Sehingga tanggungjawab terhadap disiplin lingkungan, norma sosial dan hukum,
kesehatan, solidaritas sosial, tolong menolong, menjadi terabaikan dan kurang
diperhatikan.
Terbentuknya
permukiman liar tersebut dipengaruhi juga oleh beberapa faktor. Faktor-faktor yang mempengaruhi terbangunnya
permukiman liar seperti pertumbuhan ekonomi yang lambat, peraturan pemerintah kota yang setengah hati,
program pembangunan perumahan rakyat yang tak berjalan mulus, sosial
ekonomi, pendidikan dan keahlian, aksesibilitas, pengawasan tanah kurang ketat,
kurangnya pengetahuan dan kesadaarn hukum, dan ketersediaan lahan.
Keberadaan
permukiman liar memberi dampak negatif terhadap tata ruang kota, secara umum
dampak yang diakibatkan adalah degradasi lingkungan hidup dan degradasi
kehidupan sosial. Degradasi lingkungan hidup ini merupakan penurunan kualitas lingkungan
itu sendiri. Masalah-masalah yang
timbul dapat dilihat dari ruang terbuka hijau yang semakin berkurang, drainase
semakin buruk, sirkulasi terganggu, menurunnya tingkat kesehatan masyarakat.
1.
Ruang Terbuka Hijau Berkurang
Berkurannya
Ruang Terbuka Hijau (RTH) dapat mengganggu fungsi RTH secara ekologis,
dimana secara ekologis RTH dapat meningkatkan kualitas air tanah, mencegah
banjir, mengurangi polusi udara, dan menurunkan temperatur kota.
2.
Drainase Semakin Buruk
Permukiman
yang tidak dirancang dengan baik akan mengganggu sistem drainase di daerah
permukiman itu sendiri, dimana drainase ini berfungsi sebagai saluran
penyerapan air ke dalam tanah, yang pada akhirnya akan mengakibatkan banjir di
daerah tersebut.
3.
Sirkulasi Terganggu
Sirkulasi
transportasi di suatu daerah akan terganggu jika permukiman liar berada pada
jalur- jalur transportasi, seperti jalur kereta api dan pinggir jalan tol.
4.

----------------------------------------

*KETENTUAN TUGAS:* Teruskan kutipan tentang permukiman liar dari titik terakhirnya. Catatan berikut diambil dari sumber lain.

*DATA YANG DIBERIKAN:*
----------------------------------------

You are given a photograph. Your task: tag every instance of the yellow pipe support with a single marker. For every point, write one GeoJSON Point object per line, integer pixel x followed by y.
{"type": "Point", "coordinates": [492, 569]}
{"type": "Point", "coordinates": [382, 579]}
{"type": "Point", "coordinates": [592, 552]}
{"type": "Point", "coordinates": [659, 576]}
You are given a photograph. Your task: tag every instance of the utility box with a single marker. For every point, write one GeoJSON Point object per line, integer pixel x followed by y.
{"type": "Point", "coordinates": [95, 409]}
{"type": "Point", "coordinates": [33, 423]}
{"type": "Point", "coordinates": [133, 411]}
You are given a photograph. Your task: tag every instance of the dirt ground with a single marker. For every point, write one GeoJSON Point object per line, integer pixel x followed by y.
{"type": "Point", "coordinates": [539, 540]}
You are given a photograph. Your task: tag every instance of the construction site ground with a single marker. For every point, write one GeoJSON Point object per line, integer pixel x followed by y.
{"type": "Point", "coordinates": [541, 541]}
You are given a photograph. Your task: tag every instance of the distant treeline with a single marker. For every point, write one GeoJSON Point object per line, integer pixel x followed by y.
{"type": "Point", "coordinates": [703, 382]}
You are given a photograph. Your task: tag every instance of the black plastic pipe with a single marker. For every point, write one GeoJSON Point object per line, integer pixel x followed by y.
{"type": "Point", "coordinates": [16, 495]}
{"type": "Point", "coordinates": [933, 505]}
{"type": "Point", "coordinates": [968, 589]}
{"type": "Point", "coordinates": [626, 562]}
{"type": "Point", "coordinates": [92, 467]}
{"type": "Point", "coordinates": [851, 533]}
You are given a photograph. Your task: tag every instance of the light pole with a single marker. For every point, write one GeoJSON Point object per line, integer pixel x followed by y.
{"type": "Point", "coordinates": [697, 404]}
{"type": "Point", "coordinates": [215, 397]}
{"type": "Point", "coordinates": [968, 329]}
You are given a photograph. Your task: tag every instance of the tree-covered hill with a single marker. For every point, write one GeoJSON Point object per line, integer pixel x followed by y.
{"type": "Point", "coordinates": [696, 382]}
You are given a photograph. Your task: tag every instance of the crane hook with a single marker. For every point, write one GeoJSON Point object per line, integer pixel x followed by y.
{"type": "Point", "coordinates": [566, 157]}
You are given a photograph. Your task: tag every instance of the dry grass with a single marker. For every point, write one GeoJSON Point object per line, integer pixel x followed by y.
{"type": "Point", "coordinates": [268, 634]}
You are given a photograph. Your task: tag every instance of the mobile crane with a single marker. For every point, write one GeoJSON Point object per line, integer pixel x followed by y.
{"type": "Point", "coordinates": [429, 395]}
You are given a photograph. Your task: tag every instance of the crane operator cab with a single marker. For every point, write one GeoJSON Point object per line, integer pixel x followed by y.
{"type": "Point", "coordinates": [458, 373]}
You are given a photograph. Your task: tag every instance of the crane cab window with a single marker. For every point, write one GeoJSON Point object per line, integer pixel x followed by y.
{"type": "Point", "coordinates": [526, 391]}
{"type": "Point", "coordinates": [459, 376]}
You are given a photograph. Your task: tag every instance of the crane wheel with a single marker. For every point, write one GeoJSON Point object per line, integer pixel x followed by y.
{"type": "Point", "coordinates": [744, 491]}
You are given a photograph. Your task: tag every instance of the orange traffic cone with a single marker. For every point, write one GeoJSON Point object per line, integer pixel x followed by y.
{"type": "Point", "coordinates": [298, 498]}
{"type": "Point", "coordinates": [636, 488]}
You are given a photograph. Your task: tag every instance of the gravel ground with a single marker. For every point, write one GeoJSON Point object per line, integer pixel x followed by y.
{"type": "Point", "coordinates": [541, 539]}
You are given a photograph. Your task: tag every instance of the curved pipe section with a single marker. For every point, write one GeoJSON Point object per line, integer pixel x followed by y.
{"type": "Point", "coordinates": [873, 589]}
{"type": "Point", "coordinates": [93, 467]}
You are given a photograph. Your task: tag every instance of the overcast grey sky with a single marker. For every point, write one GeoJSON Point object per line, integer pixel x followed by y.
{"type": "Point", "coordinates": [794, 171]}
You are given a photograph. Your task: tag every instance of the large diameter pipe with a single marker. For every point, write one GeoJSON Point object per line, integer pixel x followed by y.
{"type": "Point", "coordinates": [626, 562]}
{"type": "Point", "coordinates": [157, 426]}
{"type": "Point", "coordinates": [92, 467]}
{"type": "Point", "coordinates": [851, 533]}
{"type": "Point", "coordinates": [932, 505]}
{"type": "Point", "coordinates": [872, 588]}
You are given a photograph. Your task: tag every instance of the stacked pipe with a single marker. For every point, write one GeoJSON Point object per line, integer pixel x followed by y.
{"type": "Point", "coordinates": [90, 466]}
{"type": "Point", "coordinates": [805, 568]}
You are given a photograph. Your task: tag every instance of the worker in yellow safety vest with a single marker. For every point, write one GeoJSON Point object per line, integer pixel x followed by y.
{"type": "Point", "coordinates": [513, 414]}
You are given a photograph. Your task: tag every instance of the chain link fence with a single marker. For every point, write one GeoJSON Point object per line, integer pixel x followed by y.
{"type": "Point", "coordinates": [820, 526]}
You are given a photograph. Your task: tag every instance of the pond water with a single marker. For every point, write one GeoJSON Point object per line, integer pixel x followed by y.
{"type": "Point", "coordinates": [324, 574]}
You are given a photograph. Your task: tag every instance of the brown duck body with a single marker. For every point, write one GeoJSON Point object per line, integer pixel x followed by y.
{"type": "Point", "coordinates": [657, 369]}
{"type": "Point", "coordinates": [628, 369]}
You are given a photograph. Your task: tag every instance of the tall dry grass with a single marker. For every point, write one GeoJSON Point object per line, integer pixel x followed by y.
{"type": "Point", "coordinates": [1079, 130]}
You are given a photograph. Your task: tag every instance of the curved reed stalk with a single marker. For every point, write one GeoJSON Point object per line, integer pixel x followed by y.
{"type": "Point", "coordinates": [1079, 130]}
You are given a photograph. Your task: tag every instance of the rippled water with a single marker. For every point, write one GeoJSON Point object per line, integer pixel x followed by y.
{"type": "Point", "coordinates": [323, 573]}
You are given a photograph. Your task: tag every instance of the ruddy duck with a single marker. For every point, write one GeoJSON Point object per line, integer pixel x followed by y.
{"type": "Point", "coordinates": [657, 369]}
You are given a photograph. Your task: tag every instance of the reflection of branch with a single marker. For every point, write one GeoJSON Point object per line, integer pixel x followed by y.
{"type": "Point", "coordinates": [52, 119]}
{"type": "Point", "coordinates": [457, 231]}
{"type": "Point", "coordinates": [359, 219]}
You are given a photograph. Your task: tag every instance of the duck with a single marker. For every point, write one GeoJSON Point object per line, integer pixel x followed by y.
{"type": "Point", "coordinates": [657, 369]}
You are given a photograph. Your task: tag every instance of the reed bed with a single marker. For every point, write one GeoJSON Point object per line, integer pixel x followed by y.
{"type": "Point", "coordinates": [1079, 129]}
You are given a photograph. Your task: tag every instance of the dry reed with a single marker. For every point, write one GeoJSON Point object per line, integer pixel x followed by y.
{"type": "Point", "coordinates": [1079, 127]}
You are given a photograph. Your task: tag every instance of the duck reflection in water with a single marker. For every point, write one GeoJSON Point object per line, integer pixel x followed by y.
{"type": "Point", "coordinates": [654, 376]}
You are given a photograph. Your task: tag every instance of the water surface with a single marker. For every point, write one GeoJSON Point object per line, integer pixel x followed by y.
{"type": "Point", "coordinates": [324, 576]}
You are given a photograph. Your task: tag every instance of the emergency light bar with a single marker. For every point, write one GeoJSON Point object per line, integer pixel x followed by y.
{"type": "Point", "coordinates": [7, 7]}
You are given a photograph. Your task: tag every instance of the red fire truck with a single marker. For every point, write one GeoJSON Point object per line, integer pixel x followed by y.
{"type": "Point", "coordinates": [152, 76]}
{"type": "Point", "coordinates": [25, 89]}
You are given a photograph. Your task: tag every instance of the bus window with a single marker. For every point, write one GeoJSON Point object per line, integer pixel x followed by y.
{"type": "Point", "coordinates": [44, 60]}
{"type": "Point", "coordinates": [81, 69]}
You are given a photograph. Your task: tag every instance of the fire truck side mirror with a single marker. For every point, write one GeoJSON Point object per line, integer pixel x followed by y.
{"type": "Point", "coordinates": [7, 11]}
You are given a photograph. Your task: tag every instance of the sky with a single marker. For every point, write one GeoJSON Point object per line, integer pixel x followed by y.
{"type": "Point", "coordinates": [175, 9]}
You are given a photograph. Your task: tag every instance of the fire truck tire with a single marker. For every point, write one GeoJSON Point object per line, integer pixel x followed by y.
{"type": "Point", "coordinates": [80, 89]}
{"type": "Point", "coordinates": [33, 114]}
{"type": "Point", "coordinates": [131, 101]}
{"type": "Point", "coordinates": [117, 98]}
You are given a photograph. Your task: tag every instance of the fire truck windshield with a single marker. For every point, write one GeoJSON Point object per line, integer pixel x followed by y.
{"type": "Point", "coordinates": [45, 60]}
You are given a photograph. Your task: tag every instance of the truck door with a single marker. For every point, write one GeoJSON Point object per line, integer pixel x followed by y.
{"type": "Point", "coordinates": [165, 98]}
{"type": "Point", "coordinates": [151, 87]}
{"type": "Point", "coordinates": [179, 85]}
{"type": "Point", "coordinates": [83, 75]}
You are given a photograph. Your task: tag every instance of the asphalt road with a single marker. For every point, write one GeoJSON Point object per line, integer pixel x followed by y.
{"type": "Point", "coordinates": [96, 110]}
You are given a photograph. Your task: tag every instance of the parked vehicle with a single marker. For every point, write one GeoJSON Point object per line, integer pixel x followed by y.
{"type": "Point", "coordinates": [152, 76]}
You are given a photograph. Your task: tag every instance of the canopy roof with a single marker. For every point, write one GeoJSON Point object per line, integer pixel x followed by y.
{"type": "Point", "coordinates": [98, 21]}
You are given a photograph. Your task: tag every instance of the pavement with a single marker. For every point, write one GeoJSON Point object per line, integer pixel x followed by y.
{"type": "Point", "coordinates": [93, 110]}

----------------------------------------

*JAWABAN BENAR:*
Tingkat Kesehatan Masyarakat Menurun
Areal yang
difungsikan sebagai permukiman liar tersebut, bukanlah lahan pribadi yang
dimiliki oleh pemukim. Secara tidak langsung, rasa bertanggung jawab dari
pemukim tersebut sangat kurang, maka dari itu kualitas lingkungan di daerah
tersebut sangat rendah. Kualitas lingkungan yang rendah ini dapat mempengaruhi
tingkat kesehatan masyarakat semakin menurun.
Degradasi
kehidupan sosial merupakan suatu penurunan kualitas kehidupan sosial yang
dialami oleh penduduk atau masyarakat sebagai penghuni permukiman liar, yang
termasuk didalam degradasi kehidupan sosial adalah meningkatnya kriminalitas,
dan bertambahnya pengemis di lingkungan tersebut.
1.
Kriminalitas Meningkat
Individu
yang tinggal di permukiman liar tersebut, sebagia besar berasal dari desa dan
cenderung individu yang datang tidak mempunyai kemampuan atau kemampuannya
kurang. Hal ini dapat mempengaruhi individu tersebut dalam mendapatkan
pekerjaan. Dengan kondisi lingkungan yang tidak baik, akan mempengaruhi pola
pikir individu tersebut menjadi keras, jika individu tersebut tidak berhasil
dalam mendapatkan pekerjaan, secara tidak langsung mereka terpancing untuk
melakukan tindakan kriminal.
2.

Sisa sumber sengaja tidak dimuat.